→ Text passage
= = = = =
Thursday, May 4, 2017

This Pic Looked Familiar

First of all, I want to remember the late actress Audrey Hepburn.  It's May 4th.  She was born on this day in history.  She was an Oscar winner, a ballet dancer, a fashion icon and a tireless humanitarian.  She truly left the world a better place.  Audrey Hepburn used her fame to become a bright light in forgotten places.
BREAKFAST AT TIFFANY'S, FUNNY FACE with Fred Astaire, CHARADE with Cary Grant, SABRINA, ROMAN HOLIDAY, TWO FOR THE ROAD and MY FAIR LADY.  Those are Audrey Hepburn classics.  Another one is THE NUN'S STORY.  ROMAN HOLIDAY brought Audrey her Best Actress Oscar.  She got a Best Actress Oscar nomination for 1959's THE NUN'S STORY.  It's the least glamorous of her roles, fashion-wise, during her peak Hollywood years.  Yet my favorite Audrey Hepburn performance is in this Fred Zinnemann drama.  She has a quiet force of feminism as a devoted nun in Europe on the brink of World War 2.  She is a brilliant medical student, the daughter of a loving and prominent surgeon in Belgium.  Sister Luke is a nun more devoted to actively helping people in need in the world rather than following corporate orders of the Vatican and leading a rather passive life behind convent walls.  The nun is determined to get to Africa and help heal the sick and poor in the Congo.  She gets there and puts her skills in action.

In wartime, Sister Luke will respect and acknowledge the Resistance.

In real life, when he movie star days had been put aside, Audrey Hepburn devoted herself to UNICEF as a Goodwill Ambassador.
= = = = =
→ Data listing
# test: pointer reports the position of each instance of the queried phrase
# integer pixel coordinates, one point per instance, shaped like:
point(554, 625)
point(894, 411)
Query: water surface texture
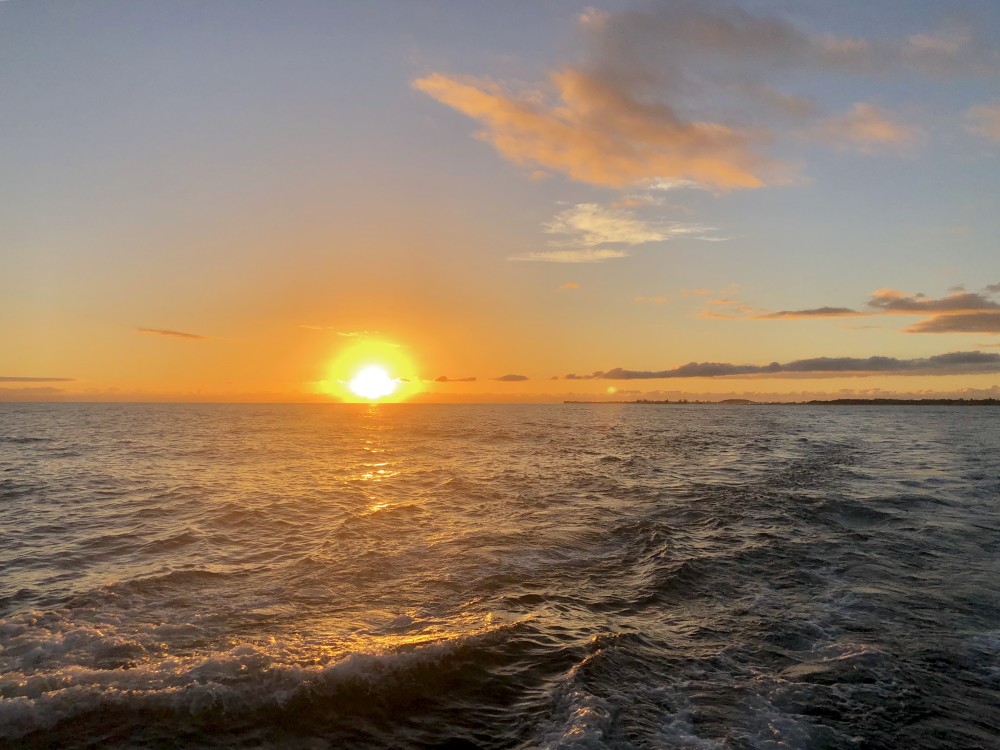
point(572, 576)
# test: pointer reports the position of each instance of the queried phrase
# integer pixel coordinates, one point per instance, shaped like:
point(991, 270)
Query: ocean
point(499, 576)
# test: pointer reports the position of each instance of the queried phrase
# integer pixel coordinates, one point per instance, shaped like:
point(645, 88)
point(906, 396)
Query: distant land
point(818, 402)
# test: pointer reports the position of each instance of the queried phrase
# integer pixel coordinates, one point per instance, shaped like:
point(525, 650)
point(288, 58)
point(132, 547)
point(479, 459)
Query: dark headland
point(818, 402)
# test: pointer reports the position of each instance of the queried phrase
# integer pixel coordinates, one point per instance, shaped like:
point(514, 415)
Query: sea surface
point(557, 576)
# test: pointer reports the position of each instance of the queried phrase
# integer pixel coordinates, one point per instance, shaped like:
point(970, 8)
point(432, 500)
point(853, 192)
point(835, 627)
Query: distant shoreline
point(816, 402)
= = = = =
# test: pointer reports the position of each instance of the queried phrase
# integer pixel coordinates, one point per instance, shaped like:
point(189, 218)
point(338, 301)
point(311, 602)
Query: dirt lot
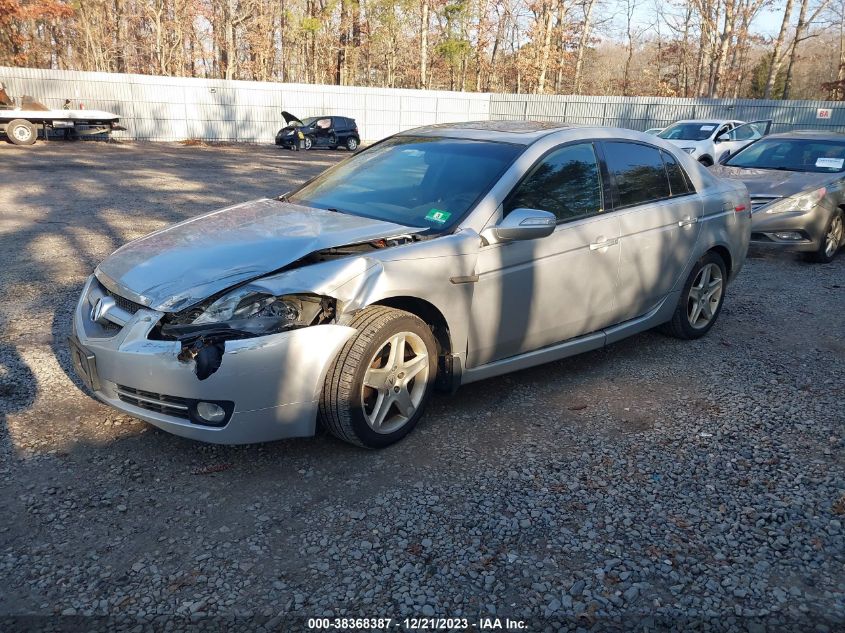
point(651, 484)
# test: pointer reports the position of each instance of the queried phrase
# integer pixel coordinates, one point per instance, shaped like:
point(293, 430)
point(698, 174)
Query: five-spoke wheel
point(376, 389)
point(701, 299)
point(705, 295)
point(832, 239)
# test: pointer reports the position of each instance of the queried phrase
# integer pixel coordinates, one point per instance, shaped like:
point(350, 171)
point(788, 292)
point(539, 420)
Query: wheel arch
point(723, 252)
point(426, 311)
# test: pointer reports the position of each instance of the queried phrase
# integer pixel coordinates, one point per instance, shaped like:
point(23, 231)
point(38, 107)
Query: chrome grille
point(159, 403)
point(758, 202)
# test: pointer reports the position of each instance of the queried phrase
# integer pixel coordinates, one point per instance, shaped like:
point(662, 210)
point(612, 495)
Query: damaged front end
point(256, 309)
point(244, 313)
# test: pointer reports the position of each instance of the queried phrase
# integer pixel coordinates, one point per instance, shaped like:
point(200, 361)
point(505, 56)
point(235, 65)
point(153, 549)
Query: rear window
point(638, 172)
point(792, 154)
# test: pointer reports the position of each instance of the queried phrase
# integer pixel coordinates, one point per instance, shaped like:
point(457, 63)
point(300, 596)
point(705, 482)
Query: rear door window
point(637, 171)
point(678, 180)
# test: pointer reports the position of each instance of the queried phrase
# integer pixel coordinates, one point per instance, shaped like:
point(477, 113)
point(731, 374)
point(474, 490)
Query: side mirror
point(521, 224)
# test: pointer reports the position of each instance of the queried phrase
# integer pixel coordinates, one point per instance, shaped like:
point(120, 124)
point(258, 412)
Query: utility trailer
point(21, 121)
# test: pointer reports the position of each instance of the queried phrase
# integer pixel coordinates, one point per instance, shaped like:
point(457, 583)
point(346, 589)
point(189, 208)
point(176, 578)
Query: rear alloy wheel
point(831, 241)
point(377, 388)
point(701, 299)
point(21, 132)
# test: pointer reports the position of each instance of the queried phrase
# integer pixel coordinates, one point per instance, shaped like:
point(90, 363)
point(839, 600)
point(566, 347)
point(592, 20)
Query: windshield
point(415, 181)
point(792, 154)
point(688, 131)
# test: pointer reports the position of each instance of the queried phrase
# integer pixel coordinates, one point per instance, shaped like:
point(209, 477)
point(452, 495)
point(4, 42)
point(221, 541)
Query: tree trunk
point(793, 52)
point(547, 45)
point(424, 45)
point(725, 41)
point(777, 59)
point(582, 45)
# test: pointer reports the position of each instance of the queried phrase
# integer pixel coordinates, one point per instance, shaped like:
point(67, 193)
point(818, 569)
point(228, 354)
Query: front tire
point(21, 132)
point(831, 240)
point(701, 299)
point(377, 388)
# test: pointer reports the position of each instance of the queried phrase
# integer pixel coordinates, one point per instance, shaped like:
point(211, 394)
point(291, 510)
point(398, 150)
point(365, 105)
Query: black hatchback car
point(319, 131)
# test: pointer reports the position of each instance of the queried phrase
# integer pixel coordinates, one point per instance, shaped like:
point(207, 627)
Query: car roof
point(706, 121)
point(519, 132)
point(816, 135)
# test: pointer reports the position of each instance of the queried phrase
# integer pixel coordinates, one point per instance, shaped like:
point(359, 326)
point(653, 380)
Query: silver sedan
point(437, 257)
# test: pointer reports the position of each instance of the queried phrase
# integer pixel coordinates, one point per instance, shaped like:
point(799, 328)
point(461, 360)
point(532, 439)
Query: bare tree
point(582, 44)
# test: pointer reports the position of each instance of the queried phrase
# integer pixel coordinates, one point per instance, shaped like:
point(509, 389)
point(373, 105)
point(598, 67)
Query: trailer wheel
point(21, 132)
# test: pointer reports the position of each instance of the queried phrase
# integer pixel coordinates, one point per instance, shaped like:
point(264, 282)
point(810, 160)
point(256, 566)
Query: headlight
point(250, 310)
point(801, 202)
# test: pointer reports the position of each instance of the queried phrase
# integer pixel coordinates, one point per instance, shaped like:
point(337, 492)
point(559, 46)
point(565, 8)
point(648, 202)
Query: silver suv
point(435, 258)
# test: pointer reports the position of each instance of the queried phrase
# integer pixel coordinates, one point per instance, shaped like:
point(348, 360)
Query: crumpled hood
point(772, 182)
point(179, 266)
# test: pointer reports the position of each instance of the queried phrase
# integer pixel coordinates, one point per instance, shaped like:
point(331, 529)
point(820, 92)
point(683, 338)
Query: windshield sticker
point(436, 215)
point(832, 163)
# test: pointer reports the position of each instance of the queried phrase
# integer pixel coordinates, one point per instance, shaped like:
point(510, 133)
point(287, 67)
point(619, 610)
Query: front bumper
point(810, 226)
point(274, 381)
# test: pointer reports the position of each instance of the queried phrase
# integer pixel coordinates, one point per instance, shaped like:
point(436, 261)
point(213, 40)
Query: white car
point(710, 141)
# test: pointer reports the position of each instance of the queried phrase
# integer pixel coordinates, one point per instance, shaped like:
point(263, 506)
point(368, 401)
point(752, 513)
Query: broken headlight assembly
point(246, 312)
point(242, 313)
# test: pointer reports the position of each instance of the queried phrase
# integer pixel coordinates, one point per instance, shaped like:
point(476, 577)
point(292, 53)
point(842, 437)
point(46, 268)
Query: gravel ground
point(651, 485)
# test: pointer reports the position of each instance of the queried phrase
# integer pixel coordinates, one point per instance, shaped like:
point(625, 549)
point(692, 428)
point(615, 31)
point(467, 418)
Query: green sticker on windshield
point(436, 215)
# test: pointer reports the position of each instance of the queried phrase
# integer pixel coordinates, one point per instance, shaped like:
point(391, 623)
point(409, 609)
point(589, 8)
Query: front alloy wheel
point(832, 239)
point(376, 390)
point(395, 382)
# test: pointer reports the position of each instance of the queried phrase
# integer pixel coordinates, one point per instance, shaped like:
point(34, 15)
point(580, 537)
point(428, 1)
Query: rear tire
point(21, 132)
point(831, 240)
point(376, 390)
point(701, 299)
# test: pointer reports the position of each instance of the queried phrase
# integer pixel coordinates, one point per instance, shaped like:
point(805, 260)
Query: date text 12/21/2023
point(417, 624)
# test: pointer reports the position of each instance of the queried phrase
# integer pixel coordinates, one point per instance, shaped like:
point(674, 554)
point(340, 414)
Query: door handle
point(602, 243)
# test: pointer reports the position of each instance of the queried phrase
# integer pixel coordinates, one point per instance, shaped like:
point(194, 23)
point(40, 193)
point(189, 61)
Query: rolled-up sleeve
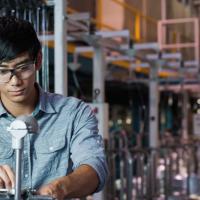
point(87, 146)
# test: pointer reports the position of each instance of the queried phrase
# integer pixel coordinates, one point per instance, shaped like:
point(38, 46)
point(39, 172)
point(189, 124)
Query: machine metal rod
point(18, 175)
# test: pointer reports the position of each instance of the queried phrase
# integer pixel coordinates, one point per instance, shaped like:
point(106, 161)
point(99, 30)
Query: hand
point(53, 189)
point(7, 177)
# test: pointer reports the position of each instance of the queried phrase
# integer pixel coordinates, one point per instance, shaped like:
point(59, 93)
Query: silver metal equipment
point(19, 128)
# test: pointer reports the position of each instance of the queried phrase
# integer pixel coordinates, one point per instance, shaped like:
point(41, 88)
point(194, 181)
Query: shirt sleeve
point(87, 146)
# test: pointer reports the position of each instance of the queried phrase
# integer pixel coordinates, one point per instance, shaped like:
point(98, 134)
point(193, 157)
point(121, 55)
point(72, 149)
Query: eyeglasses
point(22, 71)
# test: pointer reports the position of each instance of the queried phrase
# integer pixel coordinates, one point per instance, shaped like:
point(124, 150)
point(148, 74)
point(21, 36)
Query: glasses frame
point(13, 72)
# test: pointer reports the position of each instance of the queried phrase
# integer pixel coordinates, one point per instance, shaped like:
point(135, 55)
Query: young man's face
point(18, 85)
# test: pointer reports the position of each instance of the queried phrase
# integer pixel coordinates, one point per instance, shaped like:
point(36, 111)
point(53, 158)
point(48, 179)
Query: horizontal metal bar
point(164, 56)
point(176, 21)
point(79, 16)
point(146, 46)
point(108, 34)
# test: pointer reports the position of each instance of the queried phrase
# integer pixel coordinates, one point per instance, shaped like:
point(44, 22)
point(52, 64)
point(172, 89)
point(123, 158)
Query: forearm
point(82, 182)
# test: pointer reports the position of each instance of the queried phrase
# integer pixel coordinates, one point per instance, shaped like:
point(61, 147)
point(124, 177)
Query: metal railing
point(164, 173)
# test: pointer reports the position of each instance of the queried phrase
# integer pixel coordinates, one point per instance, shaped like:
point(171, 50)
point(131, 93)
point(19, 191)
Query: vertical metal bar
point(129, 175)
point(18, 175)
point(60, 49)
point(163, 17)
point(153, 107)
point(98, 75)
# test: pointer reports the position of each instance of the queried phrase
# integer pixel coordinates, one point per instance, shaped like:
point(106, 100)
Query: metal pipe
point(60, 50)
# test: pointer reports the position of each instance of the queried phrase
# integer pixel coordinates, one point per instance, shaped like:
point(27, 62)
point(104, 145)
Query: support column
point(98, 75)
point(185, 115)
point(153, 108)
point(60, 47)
= = = = =
→ Exercise requirements
A: Answer these from the Audrey Hepburn post:
(i) Which film brought Hepburn her Best Actress Oscar?
(ii) Where is the nun in The Nun's Story determined to go to heal the sick and poor?
(iii) What title did Hepburn hold in her work with UNICEF?
B: Write what comes next in the Audrey Hepburn post, starting after its final sentence.
The data was collected from a separate source.

→ Per-task answers
A:
(i) ROMAN HOLIDAY
(ii) The Congo, in Africa
(iii) Goodwill Ambassador

B:
She went to Africa.  She went into impoverished and remote communities, held sick children and helped administer medicine.  Just like Sister Luke in THE NUN'S STORY.  Her movie art became life.  Yes, she was older.  But, to me, she was never more beautiful than when we saw her do this work.  Her spirit of service was an intensely radiant, warm force.  For me, she is a role model. We were so lucky to have had Audrey Hepburn in our lives.  The screen legend died in 1993.

This morning, I was reading the Tweeter feed of respected veteran journalist Bill Moyers.  There was an article on the Trump family.  It featured a photo by Paul Morigi for WireImage.  Taken in the summer of 2014, the family was at a groundbreaking ceremony for a Trump hotel.  The angle of the shot and placement of the four Trumps looked familiar.
I had the feeling that I'd seen a shot like that before..and the shot appeared in a classic film.  Aha!  It hit me.  I'd seen a shot like that in an Oscar nominee for Best Picture of 1961.  The movie was Stanley Kramer's JUDGMENT AT NUREMBERG.
And there you have it.  All the classic films I noted in this post are films I highly recommend that you see.  Enjoy.